◆ Text for analysis:
Don’t give up on government-sponsored medical travellers from the Gulf

Over the last few years at healthcare conferences, one of the main messages has been that the number of international patients coming to the UK for treatment who are sponsored by Government purchasers is contracting.   Elizabeth Boultbee, Managing Director of Boultbee & Co takes a look at the facts behind the headlines.

The main government purchasers of treatment abroad are from Kuwait, Qatar, United Arab Emirates (UAE) and the Kingdom of Saudi Arabia (KSA).

Since the discovery of oil, and the wealth that this has brought, nationals of these countries have been sponsored abroad for treatment. Over the years there have been large investments into the local healthcare infrastructure and as a result services have improved dramatically. However, due to a variety of reasons, these Government purchasers still sponsor patients with complex healthcare needs for treatment abroad.

In 2012, Government purchasers from these four source markets in the Gulf sponsored 9,738 patients for treatment abroad. By 2018, this had risen to 17,742 patients, of which 5,800 are estimated to be children. An increase of 80%!  

The countries that receive the most government sponsored patients are the UK, Germany and the USA. Where the patients go, however, is dependent on the purchaser. For example, in the UAE, Abu Dhabi primarily utilises services in the USA, but Dubai mainly sends patients to Germany and the UK.

◆ Extracted material:

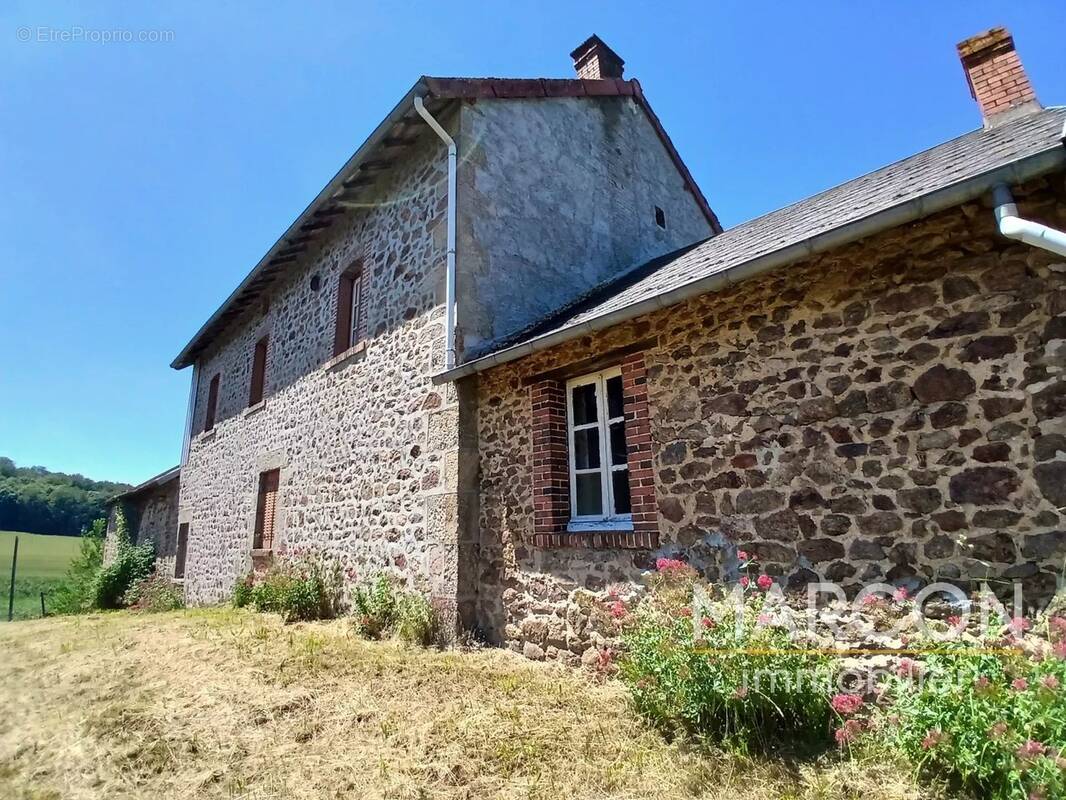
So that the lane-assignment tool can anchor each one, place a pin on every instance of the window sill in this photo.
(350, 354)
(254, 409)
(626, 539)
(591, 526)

◆ What you will do:
A - In the text on government-sponsored medical travel, reproduce the stretch from "Since the discovery" through "increase of 80%!", substituting "overseas" for "abroad".
B - Answer the following from the text on government-sponsored medical travel:
(i) Which four countries are identified as the main government purchasers of treatment abroad?
(ii) Of the patients sponsored in 2018, how many are estimated to be children?
(iii) To which countries does Dubai mainly send patients?

◆ Responses in order:
A -
Since the discovery of oil, and the wealth that this has brought, nationals of these countries have been sponsored overseas for treatment. Over the years there have been large investments into the local healthcare infrastructure and as a result services have improved dramatically. However, due to a variety of reasons, these Government purchasers still sponsor patients with complex healthcare needs for treatment overseas.

In 2012, Government purchasers from these four source markets in the Gulf sponsored 9,738 patients for treatment overseas. By 2018, this had risen to 17,742 patients, of which 5,800 are estimated to be children. An increase of 80%!

B -
(i) Kuwait, Qatar, the United Arab Emirates (UAE) and the Kingdom of Saudi Arabia (KSA).
(ii) 5,800.
(iii) Germany and the UK.